:: EXERCISE DIRECTIONS ::
Reproduce the railroad dispute award word for word, beginning at the words "NATIONAL RAILROAD ADJUSTMENT" and stopping after "February 13, 1965.".

NATIONAL RAILROAD ADJUSTMENT BOARD
The Second Division consisted of the regular members and in
addition Referee Harold M. Weston when award was rendered.
PARTIES TO DISPUTE:
SYSTEM FEDERATION NO. 6, RAILWAY EMPLOYES'
DEPARTMENT, AFL-CIO (Carmen)
CHICAGO, ROCK ISLAND & PACIFIC RAILROAD COMPANY
DISPUTE: CLAIM OF EMPLOYES:
(1) That under the applicable Agreements, the Carrier improperly denied Carman H. C. Marshall six (6) hours' pay at the time
and one half rate for February 13, 1965, the claimant's birthday.
(2) That, accordingly, the Carrier be ordered to compensate the
aforesaid Carman for six (6) hours' pay for February 13, 1965.
EMPLOYES' STATEMENT OF FACTS: H. C. Marshall, hereinafter
referred to as the claimant, holds seniority as a Carman and is employed as
such by the Chicago, Rock Island and Pacific Railroad Company, hereinafter
referred to as the Carrier, at Fort Worth, Texas.
The claimant is employed on the Repair Track with assigned hours of
8:00 A. M. to 4:30 P. M. with rest days of Saturday and Sunday. The claimant,
while off duty on Saturday, one of his assigned rest days and also his birthday,
was called in to work and did work as a write up man on the Repair Track
from 10:00 A. M. until 4:00 P. M.
The Claimant was paid eight (8) hours' pay at the pro-rata rate for
February 13, 1965 account of qualifying for birthday pay and in addition was
paid six (6) hours' pay at the time and one half rate account of performing
service on his assigned rest days.
The claimant was denied any overtime payment for service performed on
his .birthday.
This dispute has been handled with the Carrier up to and including the
highest officer so designated by the Carrier, with the result that he has
declined to adjust it.

:: PROVIDED INFORMATION ::
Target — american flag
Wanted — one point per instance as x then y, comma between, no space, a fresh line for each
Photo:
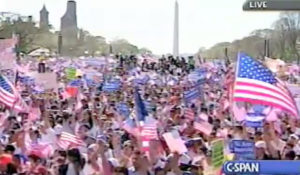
68,140
256,84
130,126
42,150
189,114
191,95
175,142
10,97
203,127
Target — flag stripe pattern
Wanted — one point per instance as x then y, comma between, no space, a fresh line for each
9,95
256,84
67,139
191,95
189,114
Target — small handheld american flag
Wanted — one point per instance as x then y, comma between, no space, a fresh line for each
10,96
68,140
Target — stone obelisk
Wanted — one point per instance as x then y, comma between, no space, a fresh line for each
176,32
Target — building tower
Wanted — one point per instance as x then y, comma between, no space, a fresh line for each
176,32
69,30
44,18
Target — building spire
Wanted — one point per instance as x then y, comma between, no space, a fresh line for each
176,31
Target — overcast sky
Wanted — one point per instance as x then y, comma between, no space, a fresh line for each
149,23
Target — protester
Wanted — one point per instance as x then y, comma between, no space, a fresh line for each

:: SOLUTION TO THIS TASK ::
NATIONAL RAILROAD ADJUSTMENT BOARD
The Second Division consisted of the regular members and in
addition Referee Harold M. Weston when award was rendered.
PARTIES TO DISPUTE:
SYSTEM FEDERATION NO. 6, RAILWAY EMPLOYES'
DEPARTMENT, AFL-CIO (Carmen)
CHICAGO, ROCK ISLAND & PACIFIC RAILROAD COMPANY
DISPUTE: CLAIM OF EMPLOYES:
(1) That under the applicable Agreements, the Carrier improperly denied Carman H. C. Marshall six (6) hours' pay at the time
and one half rate for February 13, 1965, the claimant's birthday.
(2) That, accordingly, the Carrier be ordered to compensate the
aforesaid Carman for six (6) hours' pay for February 13, 1965.